[Entries from a labeling collection]
------
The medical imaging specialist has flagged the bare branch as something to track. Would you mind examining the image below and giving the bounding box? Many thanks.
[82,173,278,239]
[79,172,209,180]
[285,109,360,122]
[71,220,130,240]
------
- [TASK PROMPT]:
Copy each of the entries above word for word, keeping every line unchanged.

- [EXERCISE OUTPUT]:
The medical imaging specialist has flagged the bare branch as something to track. Would you mind examining the image below and giving the bounding box? Many thanks.
[82,173,278,239]
[79,172,209,180]
[285,109,360,122]
[71,220,130,240]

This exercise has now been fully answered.